* [Document excerpt]
** start **

Widener University in Pennsylvania, for example, was among the first to announce that it will not adhere to the May 1 deadline, which is when prospective students applying in the regular admissions process put a deposit down on a school.

“For most institutions, (the processing delays are) going to put us in a position where giving financial aid offers out to students is really something that’s going to take place throughout the month of April and beyond,” Joseph E. Howard, vice president for enrollment at Widener, told U.S. News. “So that’s creating considerable pressures and challenges for families as they make really consequential decisions for their children.”

The impact of the delays “is really most pronounced for vulnerable students, students who have need-based aid, students from low-income families or underserved schools,” Howard says. “It really has a potential to harm our vulnerable community members.”

At a news conference in February, a group of Senate Republicans discussed their frustrations with the form’s turbulent rollout and suggested that the Education Department had wrongly devoted more time and resources to President Biden’s controversial federal student loan forgiveness plan than to ensuring that the new FAFSA was rolled out smoothly.

** end **

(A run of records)

** start **

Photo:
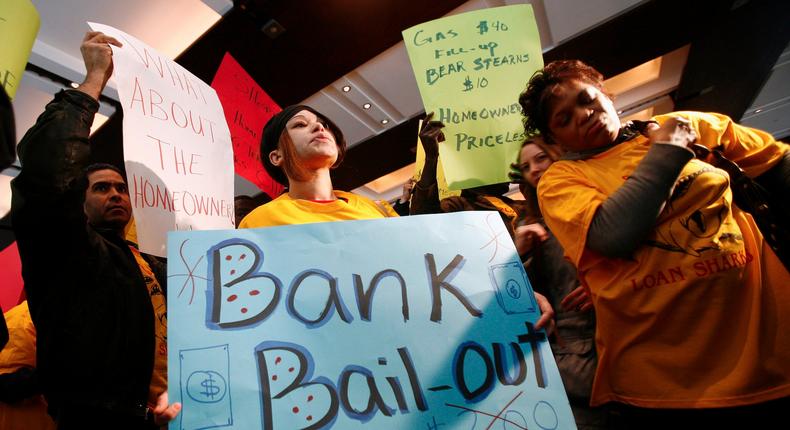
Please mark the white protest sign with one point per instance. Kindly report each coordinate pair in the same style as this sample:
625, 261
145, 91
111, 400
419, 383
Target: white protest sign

** end **

* [Complete the following]
a - In the article on financial aid delays, what job does Joseph E. Howard hold at Widener?
b - Transcribe the part of the article on financial aid delays that opens with the words "The impact of" and closes with "rolled out smoothly.".

* [Responses for each task]
a - Vice president for enrollment

b -
The impact of the delays “is really most pronounced for vulnerable students, students who have need-based aid, students from low-income families or underserved schools,” Howard says. “It really has a potential to harm our vulnerable community members.”

At a news conference in February, a group of Senate Republicans discussed their frustrations with the form’s turbulent rollout and suggested that the Education Department had wrongly devoted more time and resources to President Biden’s controversial federal student loan forgiveness plan than to ensuring that the new FAFSA was rolled out smoothly.